Records for the exercise.
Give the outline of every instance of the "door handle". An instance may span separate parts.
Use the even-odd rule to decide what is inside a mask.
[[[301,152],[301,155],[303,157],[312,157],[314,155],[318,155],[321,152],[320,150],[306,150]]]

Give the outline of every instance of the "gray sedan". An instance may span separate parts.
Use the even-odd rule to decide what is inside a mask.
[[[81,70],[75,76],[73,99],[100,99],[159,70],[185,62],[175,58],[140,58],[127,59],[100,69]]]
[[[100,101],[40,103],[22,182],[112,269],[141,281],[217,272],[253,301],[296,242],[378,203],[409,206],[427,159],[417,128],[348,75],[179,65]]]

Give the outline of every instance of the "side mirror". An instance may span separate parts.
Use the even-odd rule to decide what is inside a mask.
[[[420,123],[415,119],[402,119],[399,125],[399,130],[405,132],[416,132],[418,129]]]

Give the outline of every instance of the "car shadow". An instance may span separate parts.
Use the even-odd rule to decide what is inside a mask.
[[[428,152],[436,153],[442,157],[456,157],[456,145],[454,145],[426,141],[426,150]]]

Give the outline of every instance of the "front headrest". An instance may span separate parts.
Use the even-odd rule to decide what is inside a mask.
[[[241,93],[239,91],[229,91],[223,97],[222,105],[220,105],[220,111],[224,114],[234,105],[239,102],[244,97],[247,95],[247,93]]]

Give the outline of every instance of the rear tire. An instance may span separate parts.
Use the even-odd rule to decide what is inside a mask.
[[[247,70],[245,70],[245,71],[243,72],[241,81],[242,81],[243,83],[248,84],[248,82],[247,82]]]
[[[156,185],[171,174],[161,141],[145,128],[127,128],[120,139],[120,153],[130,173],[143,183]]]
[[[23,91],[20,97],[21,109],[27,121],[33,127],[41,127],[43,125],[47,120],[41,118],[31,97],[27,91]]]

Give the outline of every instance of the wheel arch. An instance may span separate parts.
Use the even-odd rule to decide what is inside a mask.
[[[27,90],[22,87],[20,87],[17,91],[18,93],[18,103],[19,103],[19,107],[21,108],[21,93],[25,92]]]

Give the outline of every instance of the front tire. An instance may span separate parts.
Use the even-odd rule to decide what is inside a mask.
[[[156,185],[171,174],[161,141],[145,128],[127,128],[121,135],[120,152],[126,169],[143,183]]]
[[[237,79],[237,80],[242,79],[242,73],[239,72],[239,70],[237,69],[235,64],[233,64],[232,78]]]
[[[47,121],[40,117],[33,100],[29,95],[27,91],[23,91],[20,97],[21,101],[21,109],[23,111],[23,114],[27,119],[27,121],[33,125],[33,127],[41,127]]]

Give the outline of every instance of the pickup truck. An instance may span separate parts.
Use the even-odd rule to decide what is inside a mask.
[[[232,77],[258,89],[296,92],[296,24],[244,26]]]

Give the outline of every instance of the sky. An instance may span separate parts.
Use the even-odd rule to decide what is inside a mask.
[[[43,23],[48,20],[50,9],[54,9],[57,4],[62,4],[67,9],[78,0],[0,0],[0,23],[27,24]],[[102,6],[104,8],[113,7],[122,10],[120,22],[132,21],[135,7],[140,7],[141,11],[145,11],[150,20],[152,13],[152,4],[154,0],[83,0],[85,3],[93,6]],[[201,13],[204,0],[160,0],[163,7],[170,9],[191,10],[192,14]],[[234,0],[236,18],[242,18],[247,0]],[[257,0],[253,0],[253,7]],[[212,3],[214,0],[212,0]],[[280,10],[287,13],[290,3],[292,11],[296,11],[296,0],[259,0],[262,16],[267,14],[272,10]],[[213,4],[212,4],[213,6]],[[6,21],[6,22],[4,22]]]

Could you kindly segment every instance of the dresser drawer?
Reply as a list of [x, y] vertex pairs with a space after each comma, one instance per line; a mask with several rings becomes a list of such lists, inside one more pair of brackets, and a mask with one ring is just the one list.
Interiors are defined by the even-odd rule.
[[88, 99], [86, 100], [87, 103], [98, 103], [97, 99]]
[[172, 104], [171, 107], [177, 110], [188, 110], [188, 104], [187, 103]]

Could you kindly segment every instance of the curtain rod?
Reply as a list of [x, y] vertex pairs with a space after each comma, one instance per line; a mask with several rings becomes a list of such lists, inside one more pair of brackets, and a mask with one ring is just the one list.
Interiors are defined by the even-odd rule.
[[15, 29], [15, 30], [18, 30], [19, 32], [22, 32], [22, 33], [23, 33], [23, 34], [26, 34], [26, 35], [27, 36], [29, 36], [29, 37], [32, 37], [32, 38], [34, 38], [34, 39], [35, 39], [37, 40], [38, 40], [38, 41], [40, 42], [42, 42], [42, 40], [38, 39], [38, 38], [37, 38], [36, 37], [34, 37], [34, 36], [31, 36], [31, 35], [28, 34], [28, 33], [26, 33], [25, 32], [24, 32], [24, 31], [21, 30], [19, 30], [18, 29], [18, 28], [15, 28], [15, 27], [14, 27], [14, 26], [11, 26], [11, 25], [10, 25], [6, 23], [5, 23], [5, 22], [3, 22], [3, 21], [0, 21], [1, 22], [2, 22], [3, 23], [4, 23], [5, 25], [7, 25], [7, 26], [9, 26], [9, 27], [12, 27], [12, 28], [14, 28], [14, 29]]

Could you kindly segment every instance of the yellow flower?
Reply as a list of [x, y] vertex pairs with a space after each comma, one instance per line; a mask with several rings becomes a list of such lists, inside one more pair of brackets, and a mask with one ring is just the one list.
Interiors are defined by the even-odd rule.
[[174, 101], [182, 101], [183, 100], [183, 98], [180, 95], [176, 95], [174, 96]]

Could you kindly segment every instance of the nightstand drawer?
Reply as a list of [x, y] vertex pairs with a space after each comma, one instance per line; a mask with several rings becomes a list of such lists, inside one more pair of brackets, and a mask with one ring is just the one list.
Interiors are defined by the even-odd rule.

Given problem. Rewrite every line of the records above as a Markdown table with the columns Number and Content, numbering each line in order and omitting blank lines.

The output.
| Number | Content |
|---|---|
| 1 | Give the outline of every instance of the "door handle". An instance may span separate parts. |
| 2 | Use the even-odd rule to decide what is inside a mask. |
| 3 | [[[301,152],[301,155],[303,157],[312,157],[314,155],[318,155],[321,152],[320,150],[306,150]]] |
| 4 | Give the outline of every instance of the "gray sedan". An instance may span separate parts. |
| 5 | Use the even-odd rule to decide what is inside a mask. |
| 6 | [[[81,70],[75,76],[73,99],[100,99],[159,70],[185,62],[175,58],[140,58],[127,59],[100,69]]] |
| 7 | [[[100,101],[40,103],[22,182],[112,269],[141,281],[217,272],[253,301],[296,242],[378,203],[409,206],[427,159],[417,128],[348,75],[179,65]]] |
| 8 | Give the outline of every instance of the "side mirror". An instance may span separate parts. |
| 9 | Use the even-odd rule to decide what is inside a mask. |
| 10 | [[[420,123],[415,119],[402,119],[399,125],[399,130],[405,132],[416,132],[418,129]]] |
| 11 | Give the outline of every instance of the "car shadow". An instance may span separate parts. |
| 12 | Use the even-odd rule to decide what is inside a mask. |
| 13 | [[[428,152],[436,153],[442,157],[456,157],[456,145],[454,145],[426,141],[426,150]]] |
| 14 | Give the outline of every instance of the "front headrest". An instance may span separate parts. |
| 15 | Use the even-odd rule to decide what is inside a mask. |
| 16 | [[[241,93],[239,91],[229,91],[223,97],[222,105],[220,105],[220,111],[224,114],[234,105],[239,102],[244,97],[247,95],[247,93]]] |
| 17 | Give the outline of every instance of the rear tire. An instance may span separate parts. |
| 18 | Use the even-odd rule to decide what is inside a mask. |
| 19 | [[[247,70],[245,70],[245,71],[243,72],[241,81],[242,81],[243,83],[248,84],[248,82],[247,82]]] |
| 20 | [[[156,185],[171,174],[161,141],[145,128],[127,128],[120,139],[120,153],[130,173],[143,183]]] |
| 21 | [[[23,91],[20,97],[21,109],[27,121],[33,127],[41,127],[43,125],[47,120],[41,118],[31,97],[27,91]]] |
| 22 | Give the outline of every instance of the wheel arch. An instance may span separate parts. |
| 23 | Use the even-odd rule to decide what is inside a mask. |
| 24 | [[[27,90],[22,87],[20,87],[17,91],[18,93],[18,103],[19,103],[19,107],[21,108],[21,93],[25,92]]] |
| 25 | Give the outline of every instance of the front tire. An instance may span separate parts. |
| 26 | Use the even-odd rule to decide what is inside a mask. |
| 27 | [[[156,185],[171,174],[161,141],[145,128],[127,128],[121,135],[120,152],[126,169],[143,183]]] |
| 28 | [[[237,79],[237,80],[242,79],[242,73],[239,72],[239,70],[237,69],[235,64],[233,64],[232,78]]] |
| 29 | [[[47,121],[40,117],[33,100],[29,95],[27,91],[23,91],[20,97],[21,101],[21,109],[23,111],[23,114],[27,119],[27,121],[33,125],[33,127],[41,127]]] |
| 30 | Give the outline of every instance of the pickup truck. An instance may span separate parts. |
| 31 | Use the even-odd rule to decide what is inside a mask. |
| 32 | [[[232,77],[258,89],[296,92],[296,24],[244,26]]] |
| 33 | Give the outline of every instance of the sky. An instance may span separate parts. |
| 34 | Use the even-odd rule to decide what is inside a mask. |
| 35 | [[[43,23],[48,20],[50,9],[54,9],[57,4],[62,4],[67,9],[78,0],[0,0],[0,23],[27,24]],[[102,6],[104,8],[113,7],[122,10],[120,22],[132,21],[135,7],[140,7],[141,11],[145,11],[150,20],[152,13],[152,4],[154,0],[83,0],[85,3],[93,6]],[[201,13],[204,0],[160,0],[163,7],[170,9],[191,10],[192,14]],[[234,0],[236,18],[242,18],[247,0]],[[257,0],[253,0],[253,7]],[[212,3],[214,0],[212,0]],[[280,10],[287,13],[290,3],[292,11],[296,11],[296,0],[259,0],[262,16],[267,14],[272,10]],[[213,4],[212,4],[213,6]],[[6,21],[6,22],[4,22]]] |
| 36 | Could you kindly segment every instance of the dresser drawer? |
| 37 | Reply as a list of [x, y] vertex pairs with a space after each comma, one instance per line; a mask with several rings becomes a list of such lists, inside one more pair of brackets, and a mask with one ring is just the one list. |
| 38 | Interiors are defined by the even-odd rule. |
| 39 | [[88, 99], [86, 100], [87, 103], [98, 103], [97, 99]] |
| 40 | [[172, 104], [171, 107], [177, 110], [188, 110], [188, 104], [187, 103]] |
| 41 | Could you kindly segment every instance of the curtain rod? |
| 42 | Reply as a list of [x, y] vertex pairs with a space after each comma, one instance per line; a mask with several rings becomes a list of such lists, inside one more pair of brackets, and a mask with one ring is just the one list. |
| 43 | Interiors are defined by the even-odd rule. |
| 44 | [[15, 29], [15, 30], [18, 30], [19, 32], [22, 32], [22, 33], [23, 33], [23, 34], [26, 34], [26, 35], [27, 36], [29, 36], [29, 37], [32, 37], [32, 38], [34, 38], [34, 39], [35, 39], [37, 40], [38, 40], [38, 41], [40, 42], [42, 42], [42, 40], [38, 39], [38, 38], [37, 38], [36, 37], [34, 37], [34, 36], [31, 36], [31, 35], [28, 34], [28, 33], [26, 33], [25, 32], [24, 32], [24, 31], [21, 30], [19, 30], [18, 29], [18, 28], [15, 28], [15, 27], [14, 27], [14, 26], [11, 26], [11, 25], [10, 25], [6, 23], [5, 23], [5, 22], [3, 22], [3, 21], [0, 21], [1, 22], [2, 22], [3, 23], [4, 23], [5, 25], [7, 25], [7, 26], [9, 26], [9, 27], [12, 27], [12, 28], [14, 28], [14, 29]] |
| 45 | Could you kindly segment every instance of the yellow flower? |
| 46 | Reply as a list of [x, y] vertex pairs with a space after each comma, one instance per line; a mask with several rings becomes a list of such lists, inside one more pair of brackets, and a mask with one ring is just the one list. |
| 47 | Interiors are defined by the even-odd rule. |
| 48 | [[174, 101], [182, 101], [183, 100], [183, 98], [180, 95], [176, 95], [174, 96]] |
| 49 | Could you kindly segment every instance of the nightstand drawer? |
| 50 | Reply as a list of [x, y] vertex pairs with a space after each comma, one instance per line; a mask with several rings becomes a list of such lists, inside one more pair of brackets, and a mask with one ring is just the one list. |
| 51 | Interiors are defined by the even-odd rule. |